Continúa el texto sobre la muerte del número uno de Al Qaeda a partir de su última oración.

FRAGMENTO PROPUESTO:
/---

Abatido el número uno de Al Qaeda

Ante todo debe quedar claro que no veo justificable ningún tipo de terrorismo. Ninguno. NI siquiera el terrorismo de estado. La célebre frase de que “el fin justifica los medios” me rompe toda idea ética ya que permite las mayores barbaridades en favor de teóricos bienes aún mayores que aquellas. Aún y así pienso que cabría matizar en algo la que será, con toda probabilidad, la noticia del año (si nada va a peor, que todo puede suceder).
Ayer fue asaltado el lugar donde se encontraba el terrorista entre terroristas siendo abatido durante la operación. A continuación salió Estados unidos llenándose la boca y hablaron de justicia. En mi modesta opinión y viniendo de unos de los países más fascistas que existen en la actualidad, deberían haber hablado de venganza ya que en un estado democrático y de derecho, la palabra Justicia (en mayúsculas) solo debería haberse utilizado si ese terrorista hubiera sido detenido, juzgado y condenado por un tribunal.

\---

DATOS PRESENTADOS:
/---

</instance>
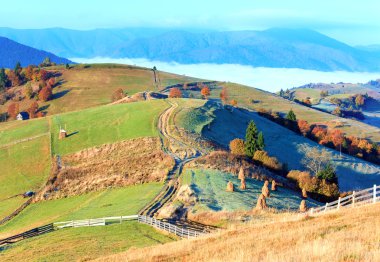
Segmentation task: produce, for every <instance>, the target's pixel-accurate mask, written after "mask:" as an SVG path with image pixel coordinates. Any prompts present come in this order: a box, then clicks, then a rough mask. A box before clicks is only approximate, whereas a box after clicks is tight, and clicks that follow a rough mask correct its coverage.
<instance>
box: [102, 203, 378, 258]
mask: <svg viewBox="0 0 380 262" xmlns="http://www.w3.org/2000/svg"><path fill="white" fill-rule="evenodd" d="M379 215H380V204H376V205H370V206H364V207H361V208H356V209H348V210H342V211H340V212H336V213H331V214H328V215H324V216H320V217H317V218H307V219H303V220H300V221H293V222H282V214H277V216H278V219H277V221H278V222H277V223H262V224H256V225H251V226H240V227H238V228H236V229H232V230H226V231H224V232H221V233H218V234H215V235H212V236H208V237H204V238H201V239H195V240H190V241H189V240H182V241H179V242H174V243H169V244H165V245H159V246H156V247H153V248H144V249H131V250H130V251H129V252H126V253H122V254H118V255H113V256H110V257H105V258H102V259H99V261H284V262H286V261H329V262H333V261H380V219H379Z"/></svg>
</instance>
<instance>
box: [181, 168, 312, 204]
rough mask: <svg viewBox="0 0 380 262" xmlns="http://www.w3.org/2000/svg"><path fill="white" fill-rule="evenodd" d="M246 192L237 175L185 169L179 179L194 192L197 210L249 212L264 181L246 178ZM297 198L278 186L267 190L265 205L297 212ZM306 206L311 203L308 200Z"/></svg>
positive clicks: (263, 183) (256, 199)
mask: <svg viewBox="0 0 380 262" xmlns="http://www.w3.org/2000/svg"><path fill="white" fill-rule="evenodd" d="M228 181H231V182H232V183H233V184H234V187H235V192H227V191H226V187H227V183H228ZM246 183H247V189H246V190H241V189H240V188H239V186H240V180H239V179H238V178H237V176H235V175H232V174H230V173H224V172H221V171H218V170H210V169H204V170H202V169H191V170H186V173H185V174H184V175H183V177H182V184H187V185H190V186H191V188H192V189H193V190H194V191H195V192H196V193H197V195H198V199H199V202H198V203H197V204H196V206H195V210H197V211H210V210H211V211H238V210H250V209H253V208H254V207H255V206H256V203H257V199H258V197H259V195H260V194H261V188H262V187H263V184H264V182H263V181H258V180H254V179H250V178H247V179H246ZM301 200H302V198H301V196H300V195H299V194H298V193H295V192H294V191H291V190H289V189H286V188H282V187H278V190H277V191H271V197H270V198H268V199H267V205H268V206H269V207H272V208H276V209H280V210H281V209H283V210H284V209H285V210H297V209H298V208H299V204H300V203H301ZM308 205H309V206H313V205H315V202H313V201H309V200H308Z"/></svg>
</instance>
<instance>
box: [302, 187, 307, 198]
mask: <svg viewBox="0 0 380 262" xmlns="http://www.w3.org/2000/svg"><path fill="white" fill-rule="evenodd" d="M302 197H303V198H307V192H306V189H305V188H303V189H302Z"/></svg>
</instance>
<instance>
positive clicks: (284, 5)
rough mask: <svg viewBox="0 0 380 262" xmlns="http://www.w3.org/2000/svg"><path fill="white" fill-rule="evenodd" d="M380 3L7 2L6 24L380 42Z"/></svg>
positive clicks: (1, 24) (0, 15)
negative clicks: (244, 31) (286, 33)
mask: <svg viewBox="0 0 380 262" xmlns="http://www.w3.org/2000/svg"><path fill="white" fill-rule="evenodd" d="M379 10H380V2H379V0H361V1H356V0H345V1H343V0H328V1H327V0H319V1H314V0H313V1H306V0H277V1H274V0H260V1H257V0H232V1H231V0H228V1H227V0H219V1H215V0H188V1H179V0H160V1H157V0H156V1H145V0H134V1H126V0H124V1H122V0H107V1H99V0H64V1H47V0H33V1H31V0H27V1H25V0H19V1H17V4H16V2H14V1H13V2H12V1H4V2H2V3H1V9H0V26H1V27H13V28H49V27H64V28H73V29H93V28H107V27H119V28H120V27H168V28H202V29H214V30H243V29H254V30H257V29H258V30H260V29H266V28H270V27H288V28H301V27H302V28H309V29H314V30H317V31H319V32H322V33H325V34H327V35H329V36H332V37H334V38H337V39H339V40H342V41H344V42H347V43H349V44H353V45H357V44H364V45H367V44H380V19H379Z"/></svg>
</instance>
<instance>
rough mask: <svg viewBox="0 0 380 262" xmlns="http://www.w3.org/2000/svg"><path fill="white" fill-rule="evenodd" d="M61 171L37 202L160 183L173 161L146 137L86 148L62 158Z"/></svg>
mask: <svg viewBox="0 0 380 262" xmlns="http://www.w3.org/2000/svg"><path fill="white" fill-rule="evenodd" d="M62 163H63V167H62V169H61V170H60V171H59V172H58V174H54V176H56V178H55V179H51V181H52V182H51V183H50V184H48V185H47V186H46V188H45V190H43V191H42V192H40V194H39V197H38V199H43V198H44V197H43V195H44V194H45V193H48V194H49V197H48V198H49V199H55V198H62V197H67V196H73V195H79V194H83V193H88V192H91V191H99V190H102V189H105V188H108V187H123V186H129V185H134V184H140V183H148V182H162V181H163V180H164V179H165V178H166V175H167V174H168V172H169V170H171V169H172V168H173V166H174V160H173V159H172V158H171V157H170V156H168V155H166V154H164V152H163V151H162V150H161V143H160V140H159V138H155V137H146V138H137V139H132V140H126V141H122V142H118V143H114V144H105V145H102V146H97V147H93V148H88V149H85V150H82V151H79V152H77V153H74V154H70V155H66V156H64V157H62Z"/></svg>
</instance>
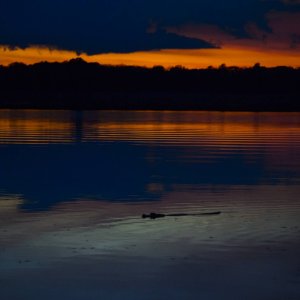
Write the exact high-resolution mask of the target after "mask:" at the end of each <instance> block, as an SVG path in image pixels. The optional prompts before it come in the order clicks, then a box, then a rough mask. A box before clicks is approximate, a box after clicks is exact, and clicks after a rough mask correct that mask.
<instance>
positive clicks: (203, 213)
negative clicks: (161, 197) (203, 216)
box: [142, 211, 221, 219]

\---

ESPACIO DE RESPUESTA:
A partir de aquí pueden aparecer muchas preguntas: ¿Cómo tenemos la certeza de que una de las personas asesinadas es él? ¿Dónde está el cadaver que lo certifique? ¿ A quién benefica el hecho de haber hecho desaparecer ahora, 10 años después, unas invasiones después, unos expolios después, a ese terrible monstruo? ¿Representará este acto un aumento del terrosimo islámico? Y caso de ser así ¿Quienes serán los más beneficiados si eso se produce?
No olvidemos que los atentados del 2001 le pusieron en bandeja al sistema la supresión de muchas libertades; representaron la posibilidad, para ese país que se jacta de ser el más democrático del mundo, de montar algo tan vergonzoso como Guantánamo, un lugar donde uno puede desaparecer porque sí, porque a alguien le interesa. No me canso nunca de repetir lo mismo: Hitler llegó al poder de manera democrática; Hitler legisló según sus intereses y todo ello dio pie a que pudieran exterminarse millones de personas desde la más correcta legislación.
No olvidemos tampoco que estamos a un año del fin de mandato de su presidente el cual, a juzgar por como le iban las cosas, lo tenía más que crudo para la reelección.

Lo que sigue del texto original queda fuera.